Reproduce every row below word for word, keeping each line in its original order.

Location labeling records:
+--

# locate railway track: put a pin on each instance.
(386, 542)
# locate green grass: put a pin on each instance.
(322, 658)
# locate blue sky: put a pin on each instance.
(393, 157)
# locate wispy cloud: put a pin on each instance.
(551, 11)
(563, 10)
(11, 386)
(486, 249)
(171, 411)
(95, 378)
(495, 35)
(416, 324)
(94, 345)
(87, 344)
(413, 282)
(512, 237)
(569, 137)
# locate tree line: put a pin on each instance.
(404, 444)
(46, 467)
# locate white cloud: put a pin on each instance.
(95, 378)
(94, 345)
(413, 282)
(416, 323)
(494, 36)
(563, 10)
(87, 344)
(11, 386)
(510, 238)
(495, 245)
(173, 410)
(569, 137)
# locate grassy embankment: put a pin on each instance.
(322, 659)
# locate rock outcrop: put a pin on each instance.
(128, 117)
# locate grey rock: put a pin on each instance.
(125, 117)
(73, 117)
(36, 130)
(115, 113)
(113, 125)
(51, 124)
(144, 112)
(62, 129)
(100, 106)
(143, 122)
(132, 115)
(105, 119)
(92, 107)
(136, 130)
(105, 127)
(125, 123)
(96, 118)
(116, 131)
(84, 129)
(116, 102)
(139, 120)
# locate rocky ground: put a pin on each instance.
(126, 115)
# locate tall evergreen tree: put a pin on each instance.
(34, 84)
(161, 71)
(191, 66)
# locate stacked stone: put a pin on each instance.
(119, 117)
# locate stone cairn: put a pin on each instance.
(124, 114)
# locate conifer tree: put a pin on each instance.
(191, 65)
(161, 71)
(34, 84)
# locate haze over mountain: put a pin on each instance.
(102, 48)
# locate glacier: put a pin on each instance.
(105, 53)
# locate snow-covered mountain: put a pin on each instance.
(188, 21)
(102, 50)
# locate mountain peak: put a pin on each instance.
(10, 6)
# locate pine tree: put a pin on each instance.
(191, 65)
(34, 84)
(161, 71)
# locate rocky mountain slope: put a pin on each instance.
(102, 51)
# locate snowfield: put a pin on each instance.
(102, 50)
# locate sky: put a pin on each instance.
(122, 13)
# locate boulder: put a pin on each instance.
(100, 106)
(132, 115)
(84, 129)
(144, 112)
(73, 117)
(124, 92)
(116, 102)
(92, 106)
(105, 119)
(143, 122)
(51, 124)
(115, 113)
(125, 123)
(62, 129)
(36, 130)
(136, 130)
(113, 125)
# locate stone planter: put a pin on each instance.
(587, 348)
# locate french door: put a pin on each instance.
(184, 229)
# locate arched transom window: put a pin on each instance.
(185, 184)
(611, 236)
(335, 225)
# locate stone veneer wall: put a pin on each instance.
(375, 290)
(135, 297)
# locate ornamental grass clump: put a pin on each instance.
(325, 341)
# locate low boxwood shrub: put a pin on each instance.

+--

- Solved exercise -
# locate railway track: put a pin on each instance.
(386, 542)
# locate green grass: put a pin on each instance.
(322, 658)
# locate blue sky: put a pin on each instance.
(393, 157)
# locate wispy cloud: put a pin on each instance.
(551, 11)
(563, 10)
(11, 386)
(486, 249)
(171, 411)
(95, 378)
(495, 35)
(416, 324)
(94, 345)
(87, 344)
(413, 282)
(512, 237)
(569, 137)
# locate tree line: put a pin on each instance.
(404, 444)
(46, 467)
# locate white cloud: put a pin on each instance.
(95, 378)
(94, 345)
(413, 282)
(416, 323)
(494, 36)
(563, 10)
(87, 344)
(11, 386)
(510, 238)
(495, 245)
(173, 410)
(569, 137)
# locate grassy embankment: put a pin on each instance.
(322, 659)
# locate rock outcrop: put a pin on each instance.
(128, 117)
# locate grey rock: put a pin on each instance.
(125, 117)
(73, 117)
(36, 130)
(115, 113)
(113, 125)
(51, 124)
(144, 112)
(62, 129)
(100, 106)
(143, 122)
(132, 115)
(105, 119)
(92, 107)
(136, 130)
(105, 127)
(125, 123)
(96, 118)
(116, 131)
(84, 129)
(116, 102)
(139, 120)
# locate rocky ground: put a pin on each instance.
(126, 115)
# locate tall evergreen tree: put a pin on each instance.
(34, 84)
(161, 71)
(191, 66)
# locate stacked stone: put a pin on each instance.
(119, 117)
# locate stone cairn: put a pin on each instance.
(124, 114)
# locate conifer tree: put a pin on each instance.
(191, 65)
(161, 71)
(34, 84)
# locate haze over mountain: put a pin on each instance.
(102, 48)
# locate glacier: put a pin on each instance.
(105, 53)
# locate snow-covered mountain: put a pin on each instance.
(188, 21)
(102, 50)
# locate mountain peak: put a pin on each instance.
(10, 6)
# locate pine tree: put a pin on each instance.
(191, 65)
(34, 84)
(161, 71)
# locate rocky mountain slope: put a pin on each instance.
(102, 51)
# locate snowfield: put a pin on each instance.
(102, 50)
# locate sky: put a pin on each instance.
(122, 13)
# locate boulder: put a pin on each instance.
(100, 106)
(132, 115)
(84, 129)
(144, 112)
(73, 117)
(124, 92)
(116, 102)
(92, 106)
(105, 119)
(143, 122)
(51, 124)
(115, 113)
(125, 123)
(62, 129)
(36, 130)
(136, 130)
(113, 125)
# locate stone planter: put a pin on each instance.
(587, 348)
# locate french door: put a pin on each instance.
(184, 229)
# locate arched transom window: put a pin on each instance.
(185, 184)
(611, 236)
(335, 225)
# locate stone veneer wall: put a pin on each instance.
(375, 290)
(135, 297)
# locate ornamental grass clump: put a pin on each instance.
(325, 341)
# locate low boxwood shrub: put a pin on each instance.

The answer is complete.